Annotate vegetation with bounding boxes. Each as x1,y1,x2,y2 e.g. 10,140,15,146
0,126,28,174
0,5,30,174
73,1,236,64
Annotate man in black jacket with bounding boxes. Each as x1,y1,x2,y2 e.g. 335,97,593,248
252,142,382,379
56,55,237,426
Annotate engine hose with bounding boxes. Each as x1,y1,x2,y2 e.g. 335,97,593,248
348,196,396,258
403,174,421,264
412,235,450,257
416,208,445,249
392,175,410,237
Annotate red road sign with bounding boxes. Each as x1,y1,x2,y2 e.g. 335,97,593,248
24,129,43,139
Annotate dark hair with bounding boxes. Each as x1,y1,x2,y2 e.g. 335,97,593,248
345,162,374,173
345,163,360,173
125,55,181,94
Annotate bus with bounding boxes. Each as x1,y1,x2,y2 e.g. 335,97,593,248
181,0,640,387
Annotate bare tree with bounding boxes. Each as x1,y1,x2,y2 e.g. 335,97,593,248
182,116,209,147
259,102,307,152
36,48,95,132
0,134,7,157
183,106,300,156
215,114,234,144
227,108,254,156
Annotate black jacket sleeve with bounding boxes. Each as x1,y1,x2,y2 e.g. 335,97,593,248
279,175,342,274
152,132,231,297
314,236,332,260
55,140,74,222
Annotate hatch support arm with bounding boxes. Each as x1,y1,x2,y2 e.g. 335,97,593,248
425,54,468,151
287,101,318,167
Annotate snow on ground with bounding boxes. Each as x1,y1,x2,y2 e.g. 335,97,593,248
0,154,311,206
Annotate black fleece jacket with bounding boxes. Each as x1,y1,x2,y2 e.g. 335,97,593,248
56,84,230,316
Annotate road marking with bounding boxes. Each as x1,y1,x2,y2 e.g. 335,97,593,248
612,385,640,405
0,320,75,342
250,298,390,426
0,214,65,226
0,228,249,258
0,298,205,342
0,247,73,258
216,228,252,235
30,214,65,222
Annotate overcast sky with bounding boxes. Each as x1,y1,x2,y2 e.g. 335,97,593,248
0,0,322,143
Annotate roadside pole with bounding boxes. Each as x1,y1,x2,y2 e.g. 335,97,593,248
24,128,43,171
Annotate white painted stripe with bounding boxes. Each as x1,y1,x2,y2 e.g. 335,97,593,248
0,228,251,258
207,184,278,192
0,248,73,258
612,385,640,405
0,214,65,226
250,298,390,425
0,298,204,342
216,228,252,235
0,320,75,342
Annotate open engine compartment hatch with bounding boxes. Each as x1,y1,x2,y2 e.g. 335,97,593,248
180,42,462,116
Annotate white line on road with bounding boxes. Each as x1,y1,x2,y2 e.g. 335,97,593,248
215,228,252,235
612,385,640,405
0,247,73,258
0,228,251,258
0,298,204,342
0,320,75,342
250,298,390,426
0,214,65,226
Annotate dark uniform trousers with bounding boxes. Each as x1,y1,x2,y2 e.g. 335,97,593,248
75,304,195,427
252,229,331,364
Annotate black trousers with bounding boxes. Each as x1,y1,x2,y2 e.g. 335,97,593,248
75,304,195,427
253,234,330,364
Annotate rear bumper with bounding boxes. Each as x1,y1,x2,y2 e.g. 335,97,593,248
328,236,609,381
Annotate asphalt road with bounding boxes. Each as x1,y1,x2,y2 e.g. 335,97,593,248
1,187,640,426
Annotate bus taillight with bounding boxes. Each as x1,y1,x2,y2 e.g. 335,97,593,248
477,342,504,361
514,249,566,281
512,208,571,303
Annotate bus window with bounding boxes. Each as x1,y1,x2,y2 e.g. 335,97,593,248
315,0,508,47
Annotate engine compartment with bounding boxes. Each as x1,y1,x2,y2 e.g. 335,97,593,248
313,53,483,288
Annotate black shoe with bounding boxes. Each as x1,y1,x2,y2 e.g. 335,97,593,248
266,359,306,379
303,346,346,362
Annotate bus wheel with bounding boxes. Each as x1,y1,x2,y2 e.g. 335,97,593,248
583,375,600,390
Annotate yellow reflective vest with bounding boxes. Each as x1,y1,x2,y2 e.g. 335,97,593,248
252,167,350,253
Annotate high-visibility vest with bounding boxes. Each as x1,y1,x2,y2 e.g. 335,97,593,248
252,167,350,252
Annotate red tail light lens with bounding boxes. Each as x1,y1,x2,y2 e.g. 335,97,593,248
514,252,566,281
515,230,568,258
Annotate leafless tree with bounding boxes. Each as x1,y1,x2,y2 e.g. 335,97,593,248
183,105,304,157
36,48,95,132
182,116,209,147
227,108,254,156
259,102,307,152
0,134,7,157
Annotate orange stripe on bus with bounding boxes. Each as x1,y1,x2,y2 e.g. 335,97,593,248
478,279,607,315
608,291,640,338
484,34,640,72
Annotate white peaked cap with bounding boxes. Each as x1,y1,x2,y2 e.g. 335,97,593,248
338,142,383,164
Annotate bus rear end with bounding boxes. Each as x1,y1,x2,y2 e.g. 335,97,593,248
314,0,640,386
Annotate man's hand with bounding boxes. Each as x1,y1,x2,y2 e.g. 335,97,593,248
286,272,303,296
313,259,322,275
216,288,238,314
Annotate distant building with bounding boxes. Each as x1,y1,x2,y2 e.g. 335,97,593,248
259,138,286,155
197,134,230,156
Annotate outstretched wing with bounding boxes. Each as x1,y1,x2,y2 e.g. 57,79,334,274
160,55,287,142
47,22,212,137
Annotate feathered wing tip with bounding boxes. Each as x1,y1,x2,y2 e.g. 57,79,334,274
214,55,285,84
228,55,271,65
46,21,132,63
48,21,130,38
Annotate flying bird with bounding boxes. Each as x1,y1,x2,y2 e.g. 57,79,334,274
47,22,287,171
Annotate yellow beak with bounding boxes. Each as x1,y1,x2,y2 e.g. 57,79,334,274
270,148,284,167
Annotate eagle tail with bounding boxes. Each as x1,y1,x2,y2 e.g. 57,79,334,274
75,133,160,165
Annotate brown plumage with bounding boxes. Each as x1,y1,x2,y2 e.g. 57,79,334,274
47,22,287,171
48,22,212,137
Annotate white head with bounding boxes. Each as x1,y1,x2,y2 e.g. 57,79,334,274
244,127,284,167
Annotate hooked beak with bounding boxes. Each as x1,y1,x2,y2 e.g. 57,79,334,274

▶ **Directions for this task**: Copy the records. Each line should match exactly.

▶ **Written response**:
Annotate vegetation with bounding boxes. Each as x1,y1,x2,y2 e.g. 10,140,15,146
0,126,28,174
0,5,30,174
73,1,236,64
Annotate man in black jacket with bounding boxes. Each as x1,y1,x2,y2 e.g. 335,97,593,248
252,142,382,379
56,55,237,426
Annotate engine hose with bounding boxes. Each as x1,y1,x2,y2 e.g. 335,97,593,248
348,196,396,258
403,174,421,264
412,235,450,257
416,208,445,249
392,175,410,237
Annotate red road sign with bounding boxes. Each as x1,y1,x2,y2 e.g. 335,97,593,248
24,129,43,139
Annotate dark hair with bounding boxes. Each as x1,y1,x2,y2 e.g. 335,97,593,248
345,162,374,173
345,163,360,173
125,55,181,94
Annotate bus with bounding boxes. Each as x1,y1,x2,y2 e.g. 335,97,593,248
181,0,640,387
Annotate bare tree with bounding boxes. Each as x1,y1,x2,y2 e.g. 335,97,593,248
182,116,209,147
259,102,307,152
36,48,95,132
0,134,7,157
183,106,300,156
215,114,234,144
227,108,254,156
Annotate black jacket sleeve with bounding boxes. Each as x1,y1,x2,y2 e.g. 335,97,593,248
279,175,342,274
152,132,231,297
314,236,332,260
55,140,74,222
Annotate hatch support arm with bounding boxes. Each as x1,y1,x2,y2 e.g. 335,97,593,248
425,54,468,151
287,101,318,167
Annotate snow on ground with bounding boxes. Each as x1,y1,x2,y2 e.g. 335,97,593,248
0,154,311,206
Annotate black fleece jacket with bounding boxes. Each as x1,y1,x2,y2 e.g. 335,97,593,248
56,84,230,316
Annotate road marking with bounding boxes. Each as x1,y1,x2,y2 e.g. 335,97,593,248
612,385,640,405
0,320,75,342
250,298,390,426
0,214,65,226
0,228,249,258
0,298,205,342
0,247,73,258
216,228,252,235
30,214,65,222
Annotate overcast sky with bounding boxes. Each as x1,y1,x2,y2 e.g. 335,97,593,248
0,0,322,143
Annotate roadside pole with bounding boxes. Each as x1,y1,x2,y2 e.g. 335,97,593,248
24,128,43,171
Annotate white painted stripe with bounding boxes. Each as x1,y1,x2,y2 e.g. 335,97,593,248
0,228,251,258
207,184,278,192
0,248,73,258
612,385,640,405
0,214,65,226
250,298,390,425
0,298,204,342
216,228,252,235
0,320,75,342
Annotate open engine compartment hatch with bounding boxes. Each as x1,y1,x2,y2 e.g. 335,97,593,248
180,42,462,116
Annotate white line on road with bounding boxes. Each as x1,y1,x2,y2 e.g. 335,97,593,248
215,228,252,235
612,385,640,405
0,247,73,258
0,228,251,258
0,298,204,342
0,320,75,342
250,298,390,426
0,214,65,226
Annotate dark uniform trousers with bounding boxes. Each as x1,y1,x2,y2 e.g. 335,97,593,248
75,304,195,427
252,229,331,364
Annotate black trousers with bounding boxes. Each as x1,y1,x2,y2 e.g. 335,97,593,248
75,304,195,427
253,234,330,364
Annotate rear bumper with bounding boxes. Each as x1,y1,x2,y2 e.g. 335,97,593,248
328,236,609,381
Annotate asphalt road with bounding boxes. Each as x1,y1,x2,y2 e.g. 335,97,593,248
1,187,640,426
Annotate bus taillight with bounding boxes. Each as x1,y1,x2,y2 e.g. 335,97,593,248
477,342,504,361
514,249,566,281
512,208,571,303
Annotate bus window with bounding boxes. Each as x1,y1,x2,y2 e.g. 335,97,593,248
315,0,508,47
Annotate engine compartment with bounding boxes. Each as x1,y1,x2,y2 e.g. 335,97,593,248
313,53,483,288
Annotate black shoe with bounding boxes. Each as x1,y1,x2,y2 e.g. 335,97,593,248
266,359,306,379
303,346,346,362
Annotate bus wheel with bounding boxes. Each as x1,y1,x2,y2 e.g. 335,97,593,248
583,375,600,390
Annotate yellow reflective vest with bounding boxes. Each as x1,y1,x2,y2 e.g. 335,97,593,248
252,167,350,253
Annotate high-visibility vest with bounding boxes. Each as x1,y1,x2,y2 e.g. 335,97,593,248
252,167,350,252
Annotate red tail light lens with bounding boxes. Each as x1,y1,x2,y2 e.g. 335,97,593,248
514,252,566,281
515,230,568,258
Annotate leafless tree with bounding boxes. Each as x1,y1,x2,y2 e.g. 335,97,593,248
183,105,304,157
36,48,95,132
182,116,209,147
227,108,254,156
259,102,307,152
0,134,7,157
Annotate orange stripe on bus with bounding boxes. Each as x1,y1,x2,y2 e.g. 335,97,593,248
478,279,607,315
608,291,640,338
484,34,640,72
Annotate white peaked cap with bounding boxes. Each as x1,y1,x2,y2 e.g. 335,97,593,248
338,142,383,164
Annotate bus rear end with bounding boxes. Each as x1,y1,x2,y2 e.g. 335,97,593,248
314,0,640,386
Annotate man's hand with bounding boxes. Each as x1,y1,x2,y2 e.g. 335,97,593,248
286,272,303,296
313,259,322,275
216,288,238,314
Annotate distant building with bounding boxes. Each as x1,y1,x2,y2 e.g. 335,97,593,248
259,138,286,155
197,134,230,156
Annotate outstretched wing with bounding boxes. Each as x1,y1,x2,y2 e.g. 57,79,334,274
160,55,287,142
47,22,212,137
Annotate feathered wing tip with bounding boxes. Each as x1,y1,x2,y2 e.g. 57,79,334,274
214,55,285,84
228,55,271,65
46,21,132,63
48,21,130,38
Annotate flying bird with bounding boxes. Each as x1,y1,x2,y2 e.g. 57,79,334,274
47,22,287,171
Annotate yellow beak with bounding boxes. Each as x1,y1,x2,y2 e.g. 57,79,334,274
270,148,284,167
Annotate eagle tail with bounding boxes. Each as x1,y1,x2,y2 e.g. 57,79,334,274
75,133,160,165
Annotate brown plumage with bounding boxes. Each as x1,y1,x2,y2 e.g. 57,79,334,274
47,22,287,171
48,22,212,137
Annotate white head with bounding boxes. Each as x1,y1,x2,y2 e.g. 57,79,334,274
244,127,284,167
Annotate hooked beak with bounding boxes. Each as x1,y1,x2,y2 e.g. 57,79,334,274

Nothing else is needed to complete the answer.